## Information shown
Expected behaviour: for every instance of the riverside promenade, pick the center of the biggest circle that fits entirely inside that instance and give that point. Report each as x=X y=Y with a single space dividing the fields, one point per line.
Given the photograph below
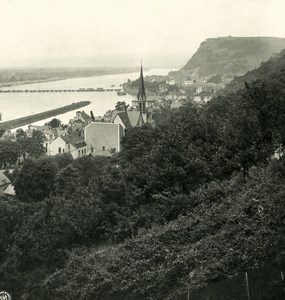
x=8 y=125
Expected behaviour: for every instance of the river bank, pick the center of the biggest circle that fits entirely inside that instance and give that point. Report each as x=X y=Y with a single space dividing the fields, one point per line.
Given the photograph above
x=63 y=75
x=8 y=125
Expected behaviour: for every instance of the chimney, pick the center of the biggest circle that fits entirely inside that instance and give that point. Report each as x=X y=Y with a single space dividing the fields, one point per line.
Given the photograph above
x=92 y=116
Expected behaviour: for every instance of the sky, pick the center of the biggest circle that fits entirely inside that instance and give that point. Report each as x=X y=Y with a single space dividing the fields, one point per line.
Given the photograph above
x=43 y=30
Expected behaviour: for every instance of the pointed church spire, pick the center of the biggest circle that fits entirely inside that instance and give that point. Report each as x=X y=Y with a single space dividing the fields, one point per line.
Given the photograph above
x=141 y=94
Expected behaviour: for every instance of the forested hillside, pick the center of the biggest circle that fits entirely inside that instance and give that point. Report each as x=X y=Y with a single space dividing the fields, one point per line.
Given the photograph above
x=232 y=55
x=199 y=194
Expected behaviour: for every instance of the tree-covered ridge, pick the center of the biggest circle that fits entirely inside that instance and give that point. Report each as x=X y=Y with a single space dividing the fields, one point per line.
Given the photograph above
x=232 y=55
x=271 y=71
x=198 y=193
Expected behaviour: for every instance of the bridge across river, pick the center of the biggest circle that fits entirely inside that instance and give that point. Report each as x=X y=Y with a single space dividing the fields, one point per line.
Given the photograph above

## Exercise details
Rewrite all of the entries above, replacing "biggest circle" with "largest circle" and keeping everything else the same. Omit the pictures from your version.

## Task answer
Expected behaviour: for every instance of the riverside promenade, pick the center of the largest circle that fits entirely inside that instance and give that point. Report each as x=X y=Y with a single space dividing the fields, one point per line.
Given the photograph below
x=8 y=125
Expected behaviour: for every instance of the river bank, pick the center of the largest circle that fits entirely inside that instance and give that point. Report each as x=X y=Y with a single space dividing the fields, one point per line.
Given the photograph above
x=63 y=75
x=8 y=125
Expected behaviour: for every instance of the chimney, pick the center of the largest circle that fits entirely inside that instance and give that point. Report each as x=X y=Y with a single space dividing the fields, one point per line.
Given the photograph above
x=92 y=116
Expected behaviour: for every instance of the sky, pick the center of the largest circle that fits entirely inside that instance and give that point. Report each as x=X y=Y with a single space dividing the fields, one point per line.
Given the photograph above
x=43 y=30
Expected behaviour: for every instance of the pointed church spire, pick the center of the largest circle that fits entirely inside that instance and give that point. Report each as x=X y=Y with a single space dividing the fields, one point per line.
Given the photograph above
x=141 y=94
Expected behaviour: for every instance of the forested hillside, pick the center of the largest circle that fits entirely inside that instance and give that point. Report each as x=X y=Y with a single space dividing the fields, one point per line.
Given the photograph above
x=232 y=55
x=199 y=194
Expected behaviour: for every instance of the tree-covered ridge, pick the center of the largest circle that fits entirely inside that instance and give that point. Report each as x=X y=Y with a single space dividing the fields, one point per line.
Given the photograph above
x=232 y=55
x=271 y=71
x=198 y=193
Expected behaviour: for every instance of the bridge across river, pick the center of the largest circle that fits entirely inside that instance and give that point. Report each as x=X y=Y with a single space dividing the fields, one point per line.
Given the photograph above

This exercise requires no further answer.